--- Start PROVIDED INFORMATION ---

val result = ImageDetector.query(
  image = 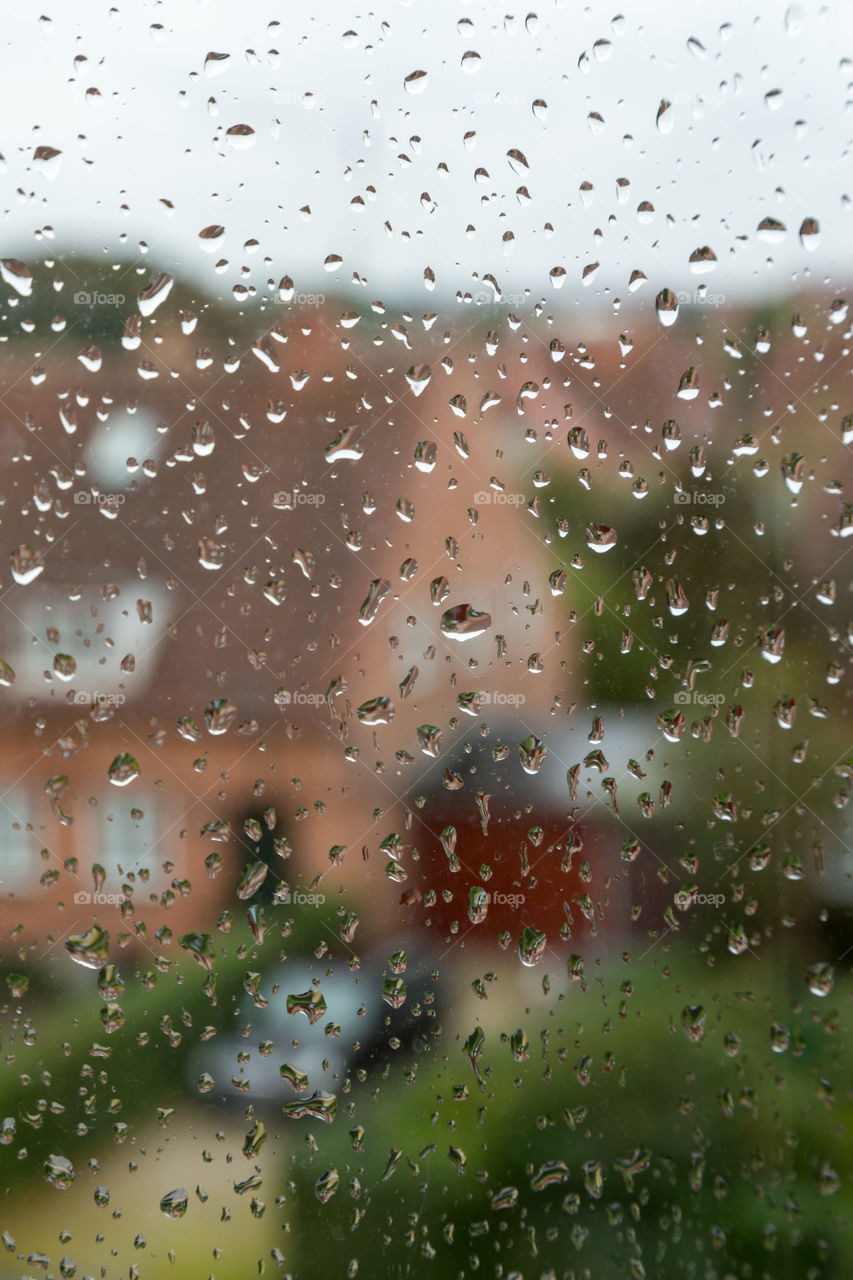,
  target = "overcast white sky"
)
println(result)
[0,0,853,310]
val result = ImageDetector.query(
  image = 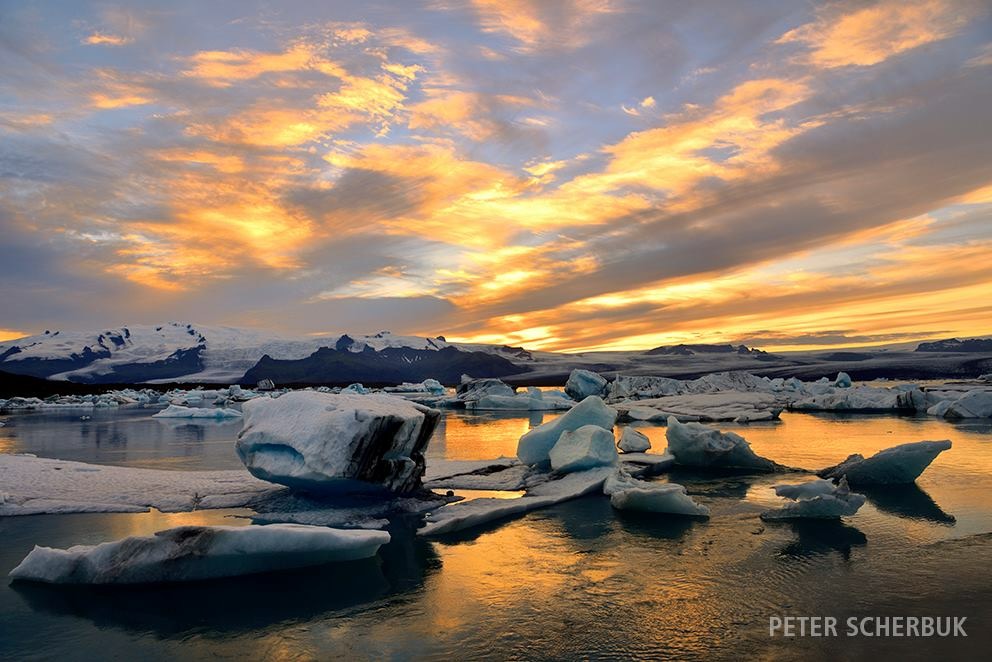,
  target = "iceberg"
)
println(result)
[548,425,619,474]
[761,478,866,520]
[565,368,607,402]
[603,468,710,517]
[417,467,614,536]
[817,439,951,485]
[665,416,785,472]
[618,425,651,453]
[152,405,241,418]
[455,377,515,402]
[517,395,617,464]
[236,391,441,494]
[10,524,389,584]
[0,454,285,517]
[927,391,992,419]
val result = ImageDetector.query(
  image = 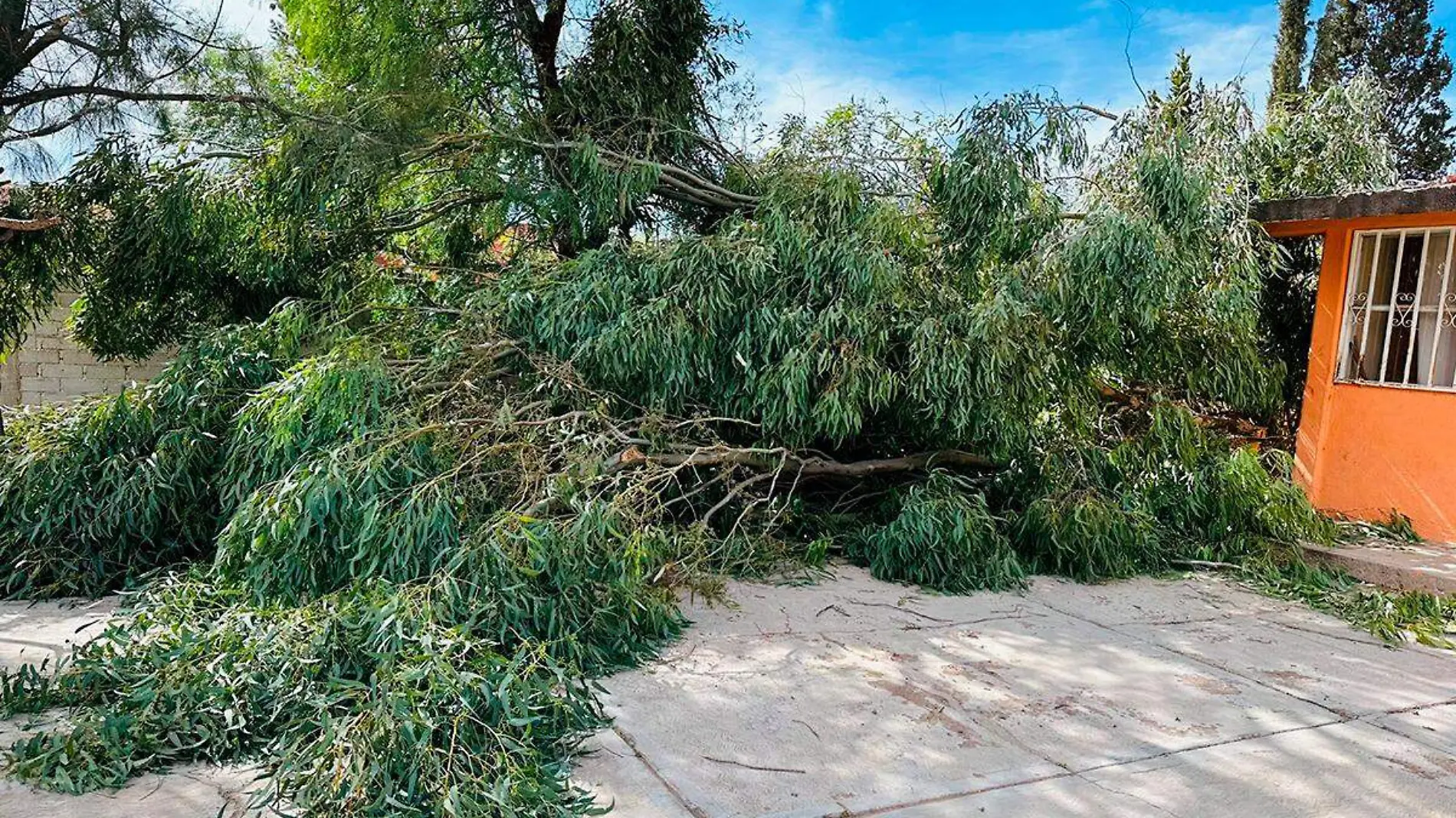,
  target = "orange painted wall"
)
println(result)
[1267,212,1456,542]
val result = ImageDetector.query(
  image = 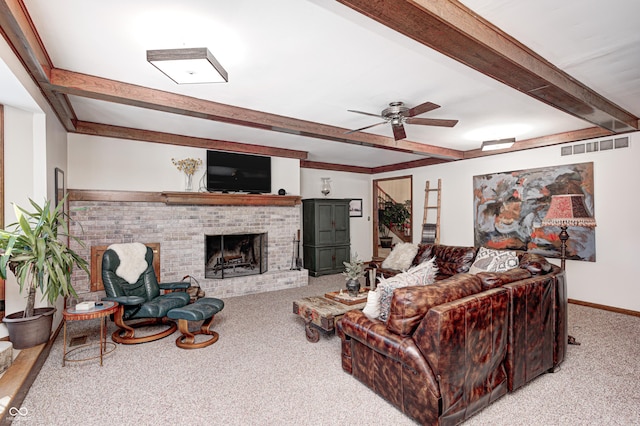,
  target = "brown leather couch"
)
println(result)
[338,245,568,425]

--- End PROVIDED INFORMATION ---

Locate every line in the records above that contains the string "target", and copy each such line in full. Treat the search as case-sensitive.

__WRITTEN SOLUTION__:
  target = "overcast white sky"
  target = "iceberg"
  target = "orange painted wall"
  target = "brown leather couch"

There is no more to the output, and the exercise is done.